▶ _Task requirements_
Below are records; transcribe only the line with "Tag one point on each instance of the dark" and those after it, through the last line, without any change.

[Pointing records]
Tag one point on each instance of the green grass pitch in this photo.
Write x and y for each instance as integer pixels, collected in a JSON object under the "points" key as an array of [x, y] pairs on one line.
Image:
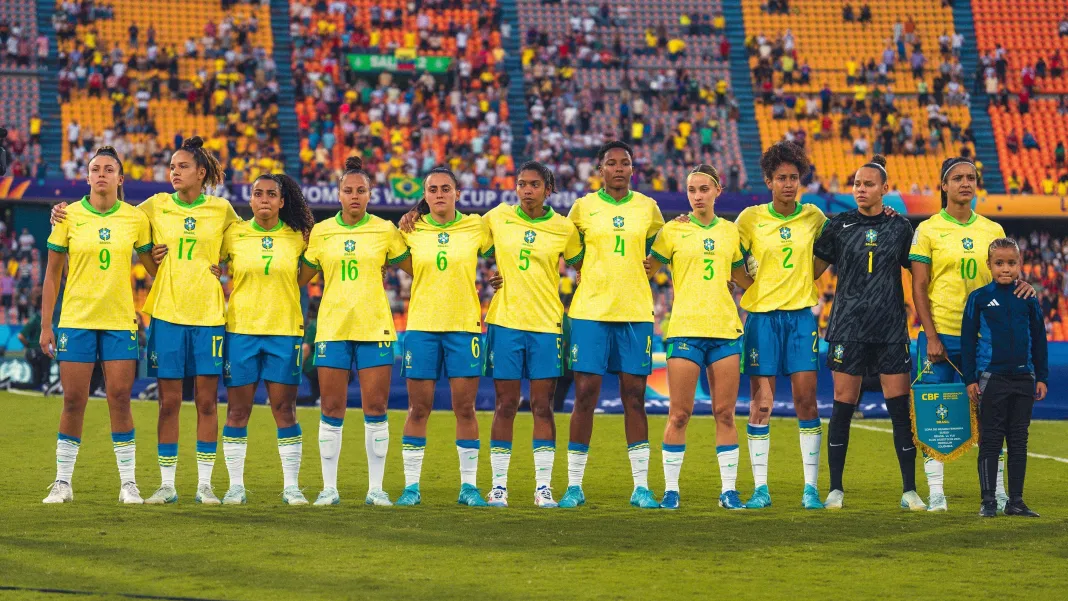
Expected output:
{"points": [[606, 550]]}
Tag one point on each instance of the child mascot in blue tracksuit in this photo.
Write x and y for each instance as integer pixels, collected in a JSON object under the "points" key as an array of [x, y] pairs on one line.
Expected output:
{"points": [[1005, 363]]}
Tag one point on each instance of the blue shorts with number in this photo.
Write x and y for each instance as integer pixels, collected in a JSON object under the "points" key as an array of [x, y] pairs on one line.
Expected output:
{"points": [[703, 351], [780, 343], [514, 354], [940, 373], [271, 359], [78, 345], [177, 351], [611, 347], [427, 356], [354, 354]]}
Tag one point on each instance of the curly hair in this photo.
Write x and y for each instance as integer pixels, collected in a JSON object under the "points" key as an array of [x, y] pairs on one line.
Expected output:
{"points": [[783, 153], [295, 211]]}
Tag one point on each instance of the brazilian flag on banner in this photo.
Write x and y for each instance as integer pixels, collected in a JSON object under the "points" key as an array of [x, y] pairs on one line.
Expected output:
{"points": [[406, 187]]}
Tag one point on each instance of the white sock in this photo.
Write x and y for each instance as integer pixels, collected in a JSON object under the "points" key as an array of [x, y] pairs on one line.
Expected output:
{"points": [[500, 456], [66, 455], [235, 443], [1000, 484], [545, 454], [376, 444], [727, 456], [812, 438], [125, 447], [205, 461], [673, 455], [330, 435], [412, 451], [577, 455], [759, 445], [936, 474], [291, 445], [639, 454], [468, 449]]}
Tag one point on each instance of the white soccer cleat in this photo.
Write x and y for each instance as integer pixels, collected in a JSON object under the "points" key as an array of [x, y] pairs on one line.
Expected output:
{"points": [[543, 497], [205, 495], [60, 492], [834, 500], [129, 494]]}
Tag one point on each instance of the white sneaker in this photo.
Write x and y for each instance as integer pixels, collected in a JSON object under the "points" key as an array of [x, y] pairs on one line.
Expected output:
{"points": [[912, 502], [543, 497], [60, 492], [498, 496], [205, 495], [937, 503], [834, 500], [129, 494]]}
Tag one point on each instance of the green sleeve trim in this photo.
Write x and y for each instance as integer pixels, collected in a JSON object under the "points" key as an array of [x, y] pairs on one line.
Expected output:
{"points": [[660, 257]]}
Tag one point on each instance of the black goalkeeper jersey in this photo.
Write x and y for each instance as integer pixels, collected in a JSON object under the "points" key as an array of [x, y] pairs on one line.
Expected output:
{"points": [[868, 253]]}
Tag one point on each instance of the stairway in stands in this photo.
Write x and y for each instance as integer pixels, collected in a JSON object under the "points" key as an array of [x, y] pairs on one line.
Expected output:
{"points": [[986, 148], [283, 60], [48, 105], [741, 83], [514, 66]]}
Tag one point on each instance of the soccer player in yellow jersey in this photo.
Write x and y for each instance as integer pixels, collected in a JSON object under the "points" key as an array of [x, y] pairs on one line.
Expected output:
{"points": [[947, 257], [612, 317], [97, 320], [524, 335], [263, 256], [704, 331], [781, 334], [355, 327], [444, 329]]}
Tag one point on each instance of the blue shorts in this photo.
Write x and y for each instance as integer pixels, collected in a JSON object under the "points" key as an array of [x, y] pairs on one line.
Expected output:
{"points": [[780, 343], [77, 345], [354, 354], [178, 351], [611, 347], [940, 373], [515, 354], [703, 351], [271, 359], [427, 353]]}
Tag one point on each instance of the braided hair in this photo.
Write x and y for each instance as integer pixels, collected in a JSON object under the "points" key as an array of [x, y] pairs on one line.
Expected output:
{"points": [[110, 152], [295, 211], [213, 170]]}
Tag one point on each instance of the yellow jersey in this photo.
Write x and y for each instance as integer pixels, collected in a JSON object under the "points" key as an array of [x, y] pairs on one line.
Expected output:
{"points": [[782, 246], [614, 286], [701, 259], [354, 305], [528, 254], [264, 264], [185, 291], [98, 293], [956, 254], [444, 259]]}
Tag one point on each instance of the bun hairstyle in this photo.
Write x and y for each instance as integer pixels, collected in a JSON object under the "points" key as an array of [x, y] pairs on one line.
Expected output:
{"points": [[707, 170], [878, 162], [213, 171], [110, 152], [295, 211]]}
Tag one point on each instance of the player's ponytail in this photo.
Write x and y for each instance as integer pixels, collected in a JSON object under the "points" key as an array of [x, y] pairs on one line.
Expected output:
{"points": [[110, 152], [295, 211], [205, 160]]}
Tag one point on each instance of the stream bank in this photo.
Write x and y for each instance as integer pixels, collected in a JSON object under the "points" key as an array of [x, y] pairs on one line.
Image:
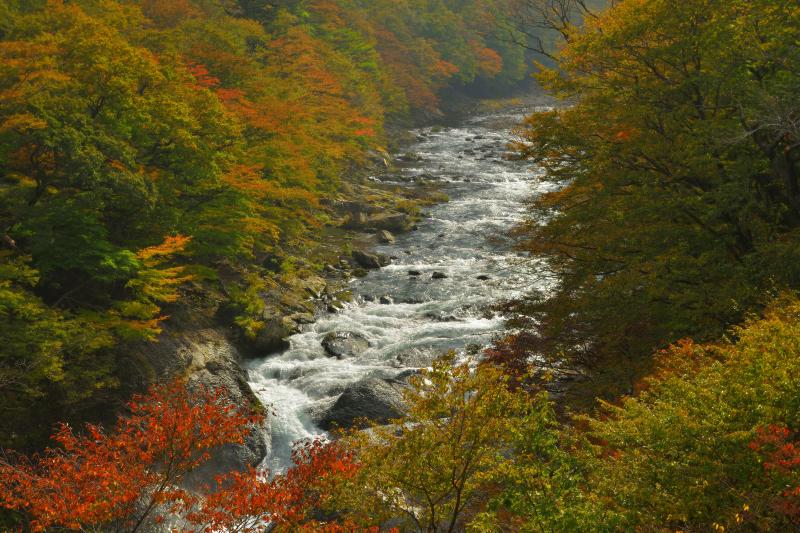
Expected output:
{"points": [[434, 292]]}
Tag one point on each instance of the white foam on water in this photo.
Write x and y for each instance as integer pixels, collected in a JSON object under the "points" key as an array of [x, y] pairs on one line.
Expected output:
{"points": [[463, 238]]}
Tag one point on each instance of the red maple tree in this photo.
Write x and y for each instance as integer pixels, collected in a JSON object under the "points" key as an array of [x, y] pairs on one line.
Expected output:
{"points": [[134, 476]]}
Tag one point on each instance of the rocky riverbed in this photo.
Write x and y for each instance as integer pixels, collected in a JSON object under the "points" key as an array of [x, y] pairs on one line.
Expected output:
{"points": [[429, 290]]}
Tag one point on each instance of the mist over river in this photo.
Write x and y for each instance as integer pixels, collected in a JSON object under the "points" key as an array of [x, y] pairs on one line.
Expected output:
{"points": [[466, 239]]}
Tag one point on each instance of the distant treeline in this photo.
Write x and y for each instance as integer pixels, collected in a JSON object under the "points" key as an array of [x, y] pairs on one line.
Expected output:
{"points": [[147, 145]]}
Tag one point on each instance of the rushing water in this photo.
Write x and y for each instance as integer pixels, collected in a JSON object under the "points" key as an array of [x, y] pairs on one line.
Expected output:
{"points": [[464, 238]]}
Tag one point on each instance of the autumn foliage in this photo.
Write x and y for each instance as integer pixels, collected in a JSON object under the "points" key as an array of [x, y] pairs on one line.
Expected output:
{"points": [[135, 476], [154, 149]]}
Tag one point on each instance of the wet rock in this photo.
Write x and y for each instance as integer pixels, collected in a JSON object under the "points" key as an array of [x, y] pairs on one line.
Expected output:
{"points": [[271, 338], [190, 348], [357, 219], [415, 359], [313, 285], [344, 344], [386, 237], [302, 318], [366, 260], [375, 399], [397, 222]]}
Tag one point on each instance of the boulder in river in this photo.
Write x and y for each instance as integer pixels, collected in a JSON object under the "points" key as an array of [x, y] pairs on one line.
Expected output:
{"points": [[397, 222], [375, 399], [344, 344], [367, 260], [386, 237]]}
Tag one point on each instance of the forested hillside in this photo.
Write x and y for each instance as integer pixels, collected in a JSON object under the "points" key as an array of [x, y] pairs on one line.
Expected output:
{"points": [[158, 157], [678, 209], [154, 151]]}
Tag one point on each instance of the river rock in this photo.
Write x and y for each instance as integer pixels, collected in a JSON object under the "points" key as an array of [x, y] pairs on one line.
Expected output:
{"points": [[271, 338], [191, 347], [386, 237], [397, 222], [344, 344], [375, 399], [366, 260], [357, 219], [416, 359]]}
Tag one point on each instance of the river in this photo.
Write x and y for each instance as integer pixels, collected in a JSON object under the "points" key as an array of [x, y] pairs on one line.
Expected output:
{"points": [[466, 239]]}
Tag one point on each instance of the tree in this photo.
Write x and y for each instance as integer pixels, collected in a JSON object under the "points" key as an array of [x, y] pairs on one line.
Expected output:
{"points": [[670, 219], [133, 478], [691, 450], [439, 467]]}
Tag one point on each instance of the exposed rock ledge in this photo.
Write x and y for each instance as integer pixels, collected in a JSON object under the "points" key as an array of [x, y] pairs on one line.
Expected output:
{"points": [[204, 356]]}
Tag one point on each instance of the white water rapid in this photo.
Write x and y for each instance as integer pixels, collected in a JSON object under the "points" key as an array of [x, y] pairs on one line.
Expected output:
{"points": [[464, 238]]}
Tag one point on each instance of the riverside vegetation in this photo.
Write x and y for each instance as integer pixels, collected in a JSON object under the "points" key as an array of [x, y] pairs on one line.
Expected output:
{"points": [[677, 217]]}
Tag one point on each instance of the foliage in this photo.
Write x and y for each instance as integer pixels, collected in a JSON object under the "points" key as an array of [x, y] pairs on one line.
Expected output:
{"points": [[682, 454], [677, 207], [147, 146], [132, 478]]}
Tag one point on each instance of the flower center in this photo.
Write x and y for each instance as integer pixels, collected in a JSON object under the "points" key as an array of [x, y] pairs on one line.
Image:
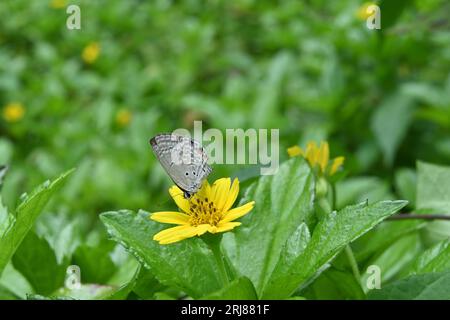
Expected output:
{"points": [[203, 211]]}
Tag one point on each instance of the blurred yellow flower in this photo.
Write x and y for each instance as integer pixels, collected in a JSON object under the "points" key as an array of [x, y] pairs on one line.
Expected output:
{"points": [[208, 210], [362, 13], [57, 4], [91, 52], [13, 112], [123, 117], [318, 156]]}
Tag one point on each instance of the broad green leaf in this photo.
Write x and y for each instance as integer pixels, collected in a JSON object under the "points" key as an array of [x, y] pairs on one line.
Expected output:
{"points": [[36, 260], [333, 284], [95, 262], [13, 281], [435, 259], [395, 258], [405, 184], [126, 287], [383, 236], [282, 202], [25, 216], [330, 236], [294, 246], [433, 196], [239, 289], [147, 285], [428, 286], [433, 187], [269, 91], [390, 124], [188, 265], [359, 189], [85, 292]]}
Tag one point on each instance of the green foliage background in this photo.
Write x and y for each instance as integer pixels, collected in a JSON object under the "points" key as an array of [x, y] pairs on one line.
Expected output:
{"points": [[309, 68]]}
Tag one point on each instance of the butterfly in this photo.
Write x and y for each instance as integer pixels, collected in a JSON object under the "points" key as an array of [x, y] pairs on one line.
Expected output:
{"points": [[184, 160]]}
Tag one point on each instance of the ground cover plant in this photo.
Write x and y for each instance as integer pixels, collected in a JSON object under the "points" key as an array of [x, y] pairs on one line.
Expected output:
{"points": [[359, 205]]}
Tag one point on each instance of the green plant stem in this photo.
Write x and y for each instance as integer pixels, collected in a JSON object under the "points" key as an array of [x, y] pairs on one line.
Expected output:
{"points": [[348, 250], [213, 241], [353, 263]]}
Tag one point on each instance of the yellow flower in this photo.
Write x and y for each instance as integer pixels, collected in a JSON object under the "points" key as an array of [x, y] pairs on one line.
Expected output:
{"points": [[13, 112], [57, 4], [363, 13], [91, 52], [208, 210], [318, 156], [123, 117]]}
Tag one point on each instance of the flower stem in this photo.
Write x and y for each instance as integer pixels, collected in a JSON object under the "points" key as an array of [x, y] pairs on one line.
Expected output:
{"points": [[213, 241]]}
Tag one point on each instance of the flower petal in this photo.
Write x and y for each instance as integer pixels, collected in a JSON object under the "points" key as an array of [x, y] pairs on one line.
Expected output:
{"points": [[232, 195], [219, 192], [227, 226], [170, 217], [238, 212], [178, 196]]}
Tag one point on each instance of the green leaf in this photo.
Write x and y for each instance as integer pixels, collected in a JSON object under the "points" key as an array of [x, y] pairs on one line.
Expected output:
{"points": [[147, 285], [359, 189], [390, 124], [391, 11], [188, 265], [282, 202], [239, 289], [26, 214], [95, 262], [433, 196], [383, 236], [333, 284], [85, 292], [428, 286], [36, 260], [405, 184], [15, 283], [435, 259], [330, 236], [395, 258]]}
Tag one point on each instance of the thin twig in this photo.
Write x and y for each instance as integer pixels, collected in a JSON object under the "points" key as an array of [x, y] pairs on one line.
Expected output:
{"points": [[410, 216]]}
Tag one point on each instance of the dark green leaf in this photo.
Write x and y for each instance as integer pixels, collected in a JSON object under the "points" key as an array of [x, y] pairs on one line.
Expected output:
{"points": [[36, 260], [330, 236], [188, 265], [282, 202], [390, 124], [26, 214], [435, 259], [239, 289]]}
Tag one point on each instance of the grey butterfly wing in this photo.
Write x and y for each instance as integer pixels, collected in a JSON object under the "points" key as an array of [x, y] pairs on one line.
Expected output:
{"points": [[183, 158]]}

▶ _Reply_
Tag one point on each instance of the dark green leaf in this photo.
Write x and y for each instance as integer pixels, collected in a JSON object under the "points" key as an array of [x, y] pairs on one line.
Expected output:
{"points": [[36, 260], [330, 236], [188, 265], [282, 202], [390, 124], [26, 214], [435, 259], [239, 289]]}
Tag one point on each instance of the grey butterfly wing in this photo.
Write x and y for each instance as integer pixels, collected in a JSON object under the "points" key as an array of [x, y] pairs on one line.
Expected output:
{"points": [[183, 158]]}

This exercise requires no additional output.